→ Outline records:
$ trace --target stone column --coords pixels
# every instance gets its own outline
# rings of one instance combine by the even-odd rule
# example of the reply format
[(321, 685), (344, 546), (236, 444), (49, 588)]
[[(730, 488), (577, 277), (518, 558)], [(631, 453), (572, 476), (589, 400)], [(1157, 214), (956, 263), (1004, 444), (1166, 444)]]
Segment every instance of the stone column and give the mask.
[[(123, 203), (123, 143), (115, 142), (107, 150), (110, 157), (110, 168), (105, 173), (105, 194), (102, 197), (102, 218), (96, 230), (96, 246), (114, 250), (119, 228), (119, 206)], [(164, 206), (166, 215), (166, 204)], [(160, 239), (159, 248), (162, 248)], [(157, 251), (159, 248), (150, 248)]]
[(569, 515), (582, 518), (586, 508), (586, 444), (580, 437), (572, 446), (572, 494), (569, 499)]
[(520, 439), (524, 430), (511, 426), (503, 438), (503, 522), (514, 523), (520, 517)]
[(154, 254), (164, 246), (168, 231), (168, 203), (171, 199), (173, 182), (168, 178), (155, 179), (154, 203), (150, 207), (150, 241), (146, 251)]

→ Exercise:
Turn every line of the listing above into a Markdown table with the columns "Row" and "Line," putting the row number under "Row" and the line's text under "Line." Leave out any blank lines.

→ Task answer:
| Row | Line |
|---|---|
| 1 | $ trace --target stone column --coords pixels |
| 2 | # every instance gets its own outline |
| 3 | # rings of one instance combine by the even-odd rule |
| 4 | # example of the reply format |
| 5 | [(321, 685), (344, 546), (236, 444), (49, 588)] |
| 6 | [[(730, 488), (577, 277), (518, 558)], [(631, 453), (572, 476), (589, 400)], [(1157, 214), (956, 263), (1004, 444), (1166, 444)]] |
| 7 | Segment every instance of the stone column and give the mask. |
| 8 | [[(123, 203), (123, 143), (115, 142), (107, 150), (110, 157), (110, 168), (105, 173), (105, 194), (102, 197), (102, 218), (96, 230), (96, 246), (114, 250), (119, 228), (119, 206)], [(164, 206), (166, 215), (166, 204)], [(160, 239), (159, 248), (162, 248)], [(157, 251), (159, 248), (150, 248)]] |
| 9 | [(569, 515), (582, 518), (586, 508), (586, 444), (580, 437), (572, 446), (572, 494), (569, 499)] |
| 10 | [(520, 439), (524, 430), (511, 426), (503, 438), (503, 522), (514, 523), (520, 517)] |
| 11 | [(154, 254), (164, 246), (168, 231), (168, 203), (171, 199), (173, 182), (168, 178), (155, 179), (154, 203), (150, 207), (150, 241), (146, 251)] |